Give back every record below word for word, with the pictures omitted.

[Point-per-instance localization data]
*****
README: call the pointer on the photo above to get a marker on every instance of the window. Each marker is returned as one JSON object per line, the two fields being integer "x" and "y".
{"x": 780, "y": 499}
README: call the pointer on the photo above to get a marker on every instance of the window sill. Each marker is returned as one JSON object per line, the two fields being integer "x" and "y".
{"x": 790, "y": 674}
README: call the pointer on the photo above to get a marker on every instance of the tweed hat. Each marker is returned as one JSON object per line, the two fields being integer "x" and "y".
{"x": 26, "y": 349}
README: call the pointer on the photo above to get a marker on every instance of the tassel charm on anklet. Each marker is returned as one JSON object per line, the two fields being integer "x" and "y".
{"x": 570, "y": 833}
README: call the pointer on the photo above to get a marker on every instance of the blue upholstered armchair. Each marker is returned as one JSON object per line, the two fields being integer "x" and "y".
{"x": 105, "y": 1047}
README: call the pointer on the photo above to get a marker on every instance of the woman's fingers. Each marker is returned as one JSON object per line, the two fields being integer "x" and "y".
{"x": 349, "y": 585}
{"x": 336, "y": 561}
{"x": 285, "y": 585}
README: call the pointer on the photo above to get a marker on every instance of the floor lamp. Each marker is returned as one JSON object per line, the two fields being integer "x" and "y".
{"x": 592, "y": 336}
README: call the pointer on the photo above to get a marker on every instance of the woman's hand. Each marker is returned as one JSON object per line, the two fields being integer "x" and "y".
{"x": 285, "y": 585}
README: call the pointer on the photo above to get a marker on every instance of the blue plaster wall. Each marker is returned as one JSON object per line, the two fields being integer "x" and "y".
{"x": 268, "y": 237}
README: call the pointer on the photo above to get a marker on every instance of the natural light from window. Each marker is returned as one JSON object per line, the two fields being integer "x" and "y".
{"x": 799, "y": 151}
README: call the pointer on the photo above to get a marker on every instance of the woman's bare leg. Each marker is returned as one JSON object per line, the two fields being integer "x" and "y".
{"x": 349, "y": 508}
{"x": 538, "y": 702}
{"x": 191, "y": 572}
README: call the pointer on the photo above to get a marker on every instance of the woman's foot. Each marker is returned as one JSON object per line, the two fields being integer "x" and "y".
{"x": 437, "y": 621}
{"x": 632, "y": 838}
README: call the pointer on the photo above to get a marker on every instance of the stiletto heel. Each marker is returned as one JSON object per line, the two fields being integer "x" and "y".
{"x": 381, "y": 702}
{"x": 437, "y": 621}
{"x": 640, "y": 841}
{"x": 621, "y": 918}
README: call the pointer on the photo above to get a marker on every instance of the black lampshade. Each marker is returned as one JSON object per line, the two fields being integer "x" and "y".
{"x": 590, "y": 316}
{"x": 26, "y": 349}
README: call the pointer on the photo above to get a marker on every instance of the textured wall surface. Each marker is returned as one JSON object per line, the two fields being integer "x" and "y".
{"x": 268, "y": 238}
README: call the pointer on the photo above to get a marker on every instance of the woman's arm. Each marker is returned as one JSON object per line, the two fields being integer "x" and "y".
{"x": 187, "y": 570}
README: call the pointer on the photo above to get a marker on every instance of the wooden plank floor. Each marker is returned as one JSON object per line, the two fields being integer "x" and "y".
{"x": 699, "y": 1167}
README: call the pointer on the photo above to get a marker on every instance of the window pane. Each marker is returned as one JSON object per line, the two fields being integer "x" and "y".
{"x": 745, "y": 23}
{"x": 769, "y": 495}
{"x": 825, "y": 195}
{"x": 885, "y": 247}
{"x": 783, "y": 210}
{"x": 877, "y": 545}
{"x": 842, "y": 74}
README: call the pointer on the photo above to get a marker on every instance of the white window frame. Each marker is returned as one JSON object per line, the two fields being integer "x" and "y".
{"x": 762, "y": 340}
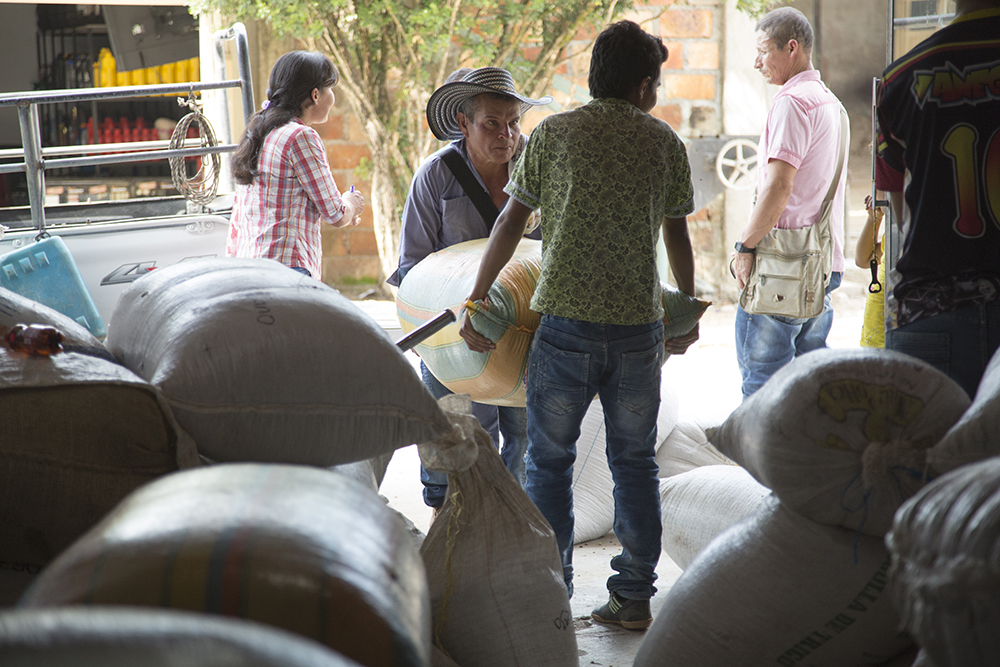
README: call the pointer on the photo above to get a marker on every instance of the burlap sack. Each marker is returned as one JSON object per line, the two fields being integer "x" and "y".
{"x": 593, "y": 486}
{"x": 79, "y": 433}
{"x": 136, "y": 637}
{"x": 444, "y": 280}
{"x": 261, "y": 363}
{"x": 841, "y": 436}
{"x": 945, "y": 574}
{"x": 702, "y": 503}
{"x": 493, "y": 568}
{"x": 779, "y": 589}
{"x": 295, "y": 547}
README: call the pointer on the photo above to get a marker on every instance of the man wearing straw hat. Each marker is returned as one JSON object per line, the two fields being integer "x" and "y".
{"x": 607, "y": 177}
{"x": 455, "y": 196}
*****
| Answer section |
README: call the pointer on the photo above to get a marker on every instance of the window. Each marker is returned as one JSON object per line, the two fields being integer "x" and "y".
{"x": 780, "y": 499}
README: call the pointer on the photo above to get a marker on every instance of the window sill. Each marker is returned as one JSON object per line, the two fields being integer "x" and "y".
{"x": 790, "y": 674}
README: call the pointer on the photo above to get a marker on every instance of the tweed hat. Each marker is returned as one JSON object per line, the two fields being integer "x" and "y".
{"x": 26, "y": 349}
README: call the pointer on the photo above to get a marker on every instance of the tassel charm on anklet. Each marker is returned as one JSON object per line, the two fields being integer "x" and "y".
{"x": 570, "y": 833}
README: call the pointer on the photo above to get a marker on every instance of the blue upholstered armchair. Each marker is returned as one JSON object per line, the two fields being integer "x" and "y".
{"x": 105, "y": 1047}
README: call the pointer on the photo above to get a marker on every instance of the woman's fingers. Each marker is returned as one JSON object per line, the two fields being integer "x" and "y".
{"x": 349, "y": 585}
{"x": 336, "y": 561}
{"x": 285, "y": 585}
README: call the pointer on the photo above to get a marker on every instance of the floor lamp. Each marker is returned as one JSON object per line, the two fields being integer "x" and "y".
{"x": 592, "y": 336}
README: call the pointer on the photo above to get a marker on every instance of the woman's hand. Each marker is returned as one JSON object per line, the two fields being integer "x" and "y".
{"x": 285, "y": 585}
README: call the pointer on the photo above to get a marker on every instance of the blue plaster wall. Each marker is returned as one JSON object per line, the two fields being integer "x" and "y".
{"x": 268, "y": 237}
README: call the pointer on the photo above to get a marker on every instance of the natural light from window. Each marker is returned as one JSON object per line, the two fields being integer "x" and "y".
{"x": 799, "y": 151}
README: call the pointer on the photo above to get a marker on every instance of the woman's bare leg. Each marker is returned as one JSON object per line, the two fields being integer "x" and "y".
{"x": 349, "y": 508}
{"x": 538, "y": 702}
{"x": 191, "y": 572}
README: call the pointer on the photo above to get a marker on every instance of the woman's foot. Each marker is returned as one JSON object per line, the two fields being integer "x" and "y".
{"x": 437, "y": 621}
{"x": 632, "y": 838}
README: call the pointer on the photo above to get a marker on every instance of the stiletto heel. Each marker is returned as one JSON object per line, the two fields being integer "x" and "y".
{"x": 381, "y": 702}
{"x": 437, "y": 621}
{"x": 640, "y": 841}
{"x": 621, "y": 918}
README: call the pointer on the photo above to get a marker on every instance of the black lampshade. Each marker is returned as one JSON object per line, the two fields being integer "x" and "y".
{"x": 590, "y": 316}
{"x": 26, "y": 349}
README: call the pointer on the photo above to get a marker on every instance of the textured wall surface. Each marker is returned as one JSON object per line, the two fields being integer "x" and "y".
{"x": 268, "y": 238}
README: call the pointer on the photo above to get a marker on every instance of the woman's arm. Each marker is returned as one JSON object per line, the two fields being integer "x" and "y".
{"x": 187, "y": 570}
README: call the pointer on the photo above to get a marker on every instance of the wooden plank floor. Each marker is returned as one JSON object per line, the two fields being integer "x" and "y".
{"x": 699, "y": 1167}
README: call the pointer on the photo above to get a marker on every instance of the window pane. Each marker is returned as one JSON object per line, the two fields being integer "x" and "y".
{"x": 745, "y": 23}
{"x": 769, "y": 495}
{"x": 825, "y": 195}
{"x": 885, "y": 247}
{"x": 783, "y": 210}
{"x": 877, "y": 545}
{"x": 842, "y": 74}
README: call the pointer on the photo above to get a marker on every instance of the white window frame. Each marker is returned as one JSON object per line, the two fields being integer "x" and "y".
{"x": 762, "y": 340}
README: call the pointer on the photo above to get a marker on every instance of the burlap sack. Each marker is returned as one JSON object per line, the two fields being integer "x" and "y".
{"x": 593, "y": 486}
{"x": 79, "y": 433}
{"x": 136, "y": 637}
{"x": 444, "y": 280}
{"x": 261, "y": 363}
{"x": 841, "y": 436}
{"x": 945, "y": 574}
{"x": 702, "y": 503}
{"x": 493, "y": 568}
{"x": 779, "y": 589}
{"x": 295, "y": 547}
README: call the pointer on the photo above to get a marker on every instance of the man wearing straw hat. Each marker is returned as one JSON object per line, the two fields being integer "x" and "y".
{"x": 607, "y": 177}
{"x": 455, "y": 196}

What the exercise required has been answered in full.